■ **Written task**
Rewrite every line of the listing below, swapping "log figure" for "log doll" wherever it appears and leaving everything else unchanged, but omit the pictures from your answer.

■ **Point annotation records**
/---
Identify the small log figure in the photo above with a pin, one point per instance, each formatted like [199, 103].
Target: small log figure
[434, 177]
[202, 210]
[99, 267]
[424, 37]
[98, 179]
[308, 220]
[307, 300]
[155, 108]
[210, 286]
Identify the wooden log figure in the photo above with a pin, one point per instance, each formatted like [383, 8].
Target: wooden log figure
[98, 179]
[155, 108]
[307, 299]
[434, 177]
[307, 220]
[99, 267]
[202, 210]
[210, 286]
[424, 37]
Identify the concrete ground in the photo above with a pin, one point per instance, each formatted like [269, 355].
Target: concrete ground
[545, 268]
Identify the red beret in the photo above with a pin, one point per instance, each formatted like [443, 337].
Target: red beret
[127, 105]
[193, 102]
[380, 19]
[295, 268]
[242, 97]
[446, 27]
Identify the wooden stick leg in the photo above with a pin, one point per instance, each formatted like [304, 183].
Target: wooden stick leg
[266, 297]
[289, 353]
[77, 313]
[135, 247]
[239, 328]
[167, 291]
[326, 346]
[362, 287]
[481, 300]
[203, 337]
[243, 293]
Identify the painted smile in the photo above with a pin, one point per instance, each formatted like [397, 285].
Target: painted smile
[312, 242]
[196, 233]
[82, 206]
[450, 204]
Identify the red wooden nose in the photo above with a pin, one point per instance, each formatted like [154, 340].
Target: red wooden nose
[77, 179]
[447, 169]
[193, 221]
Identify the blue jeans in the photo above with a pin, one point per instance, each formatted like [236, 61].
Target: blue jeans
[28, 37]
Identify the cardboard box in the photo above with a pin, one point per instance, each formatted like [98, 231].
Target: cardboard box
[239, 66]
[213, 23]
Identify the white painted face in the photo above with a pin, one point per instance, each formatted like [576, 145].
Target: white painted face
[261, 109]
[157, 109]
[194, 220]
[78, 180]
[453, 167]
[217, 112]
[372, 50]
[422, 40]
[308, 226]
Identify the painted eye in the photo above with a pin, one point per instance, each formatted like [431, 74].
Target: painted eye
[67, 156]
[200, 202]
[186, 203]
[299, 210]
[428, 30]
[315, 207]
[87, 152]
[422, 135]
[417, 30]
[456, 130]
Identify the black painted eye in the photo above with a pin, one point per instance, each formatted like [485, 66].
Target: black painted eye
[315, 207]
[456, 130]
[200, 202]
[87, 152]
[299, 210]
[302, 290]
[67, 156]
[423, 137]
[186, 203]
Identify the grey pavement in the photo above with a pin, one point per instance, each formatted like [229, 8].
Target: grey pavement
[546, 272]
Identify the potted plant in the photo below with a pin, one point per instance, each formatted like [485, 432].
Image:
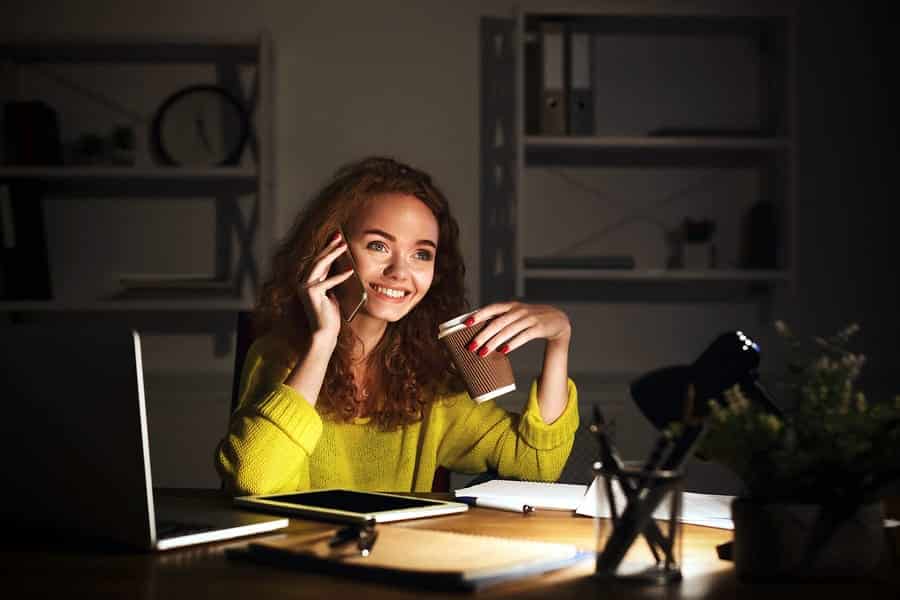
\---
■ **Result of this task**
Identify the small log doll in the photo above with a pin, one point per instance, each formatted like [199, 103].
Target: small log doll
[434, 177]
[202, 210]
[99, 267]
[424, 37]
[98, 179]
[308, 220]
[307, 300]
[155, 108]
[210, 286]
Identify the wooden log doll in the photo above with a pin, one point per instance, each formatted like [383, 8].
Target: wooden log doll
[98, 179]
[155, 108]
[307, 299]
[434, 177]
[307, 220]
[99, 267]
[202, 210]
[210, 286]
[424, 37]
Identify the concrete ground in the photo above with a pin, one point per instance, each formatted like [269, 355].
Target: concrete ground
[545, 268]
Identify the red beret in the photo above with a pin, one point per instance, each formatted like [443, 337].
Target: red beret
[127, 105]
[193, 102]
[380, 19]
[295, 268]
[242, 97]
[446, 27]
Identify the wooden stick leg in the photo above with a pin, one point per instance, each formatted like [304, 183].
Target: wooden stick leg
[266, 297]
[289, 353]
[77, 313]
[135, 247]
[239, 328]
[167, 291]
[326, 346]
[362, 287]
[481, 300]
[203, 337]
[243, 293]
Identify the painted smile in the photo above with a pin, one point per instance, each formatted like [397, 285].
Target: painted smile
[312, 242]
[196, 233]
[82, 206]
[450, 204]
Identify the red wooden nose in the photo above with a pin, one point per instance, each formatted like [154, 340].
Target: red wooden nose
[77, 179]
[447, 169]
[193, 221]
Identify the blue jeans in the photo above with a pin, one point per instance, each formatted like [236, 61].
Target: blue jeans
[28, 37]
Identify the cardboard box in the photo above with a pin, one point per instance, each formatted like [98, 231].
Target: cardboard box
[239, 66]
[213, 23]
Identify the white painted face in the photo above with a pin, one point per instance, each formatted like [576, 145].
Target: white painted face
[261, 109]
[157, 109]
[194, 220]
[78, 180]
[453, 167]
[217, 112]
[372, 50]
[422, 40]
[308, 226]
Identify the painted eye in the photo above with a pin, one point per instance, each formatted like [431, 74].
Target: painted eye
[67, 156]
[200, 202]
[186, 203]
[299, 210]
[428, 30]
[315, 207]
[87, 152]
[422, 135]
[417, 30]
[456, 130]
Identify the black painted eye in the photo above with a pin, one point per instance, each formatted like [485, 66].
Target: black painted eye
[315, 207]
[456, 130]
[200, 202]
[87, 152]
[299, 210]
[302, 290]
[67, 156]
[423, 137]
[186, 203]
Identify the grey pavement in the photo above with a pin, one point per instance, each formatted like [229, 8].
Target: grey pavement
[546, 272]
Identify the potted plant in the photo below with a pin, one point per instance, each formatted like [485, 432].
Image:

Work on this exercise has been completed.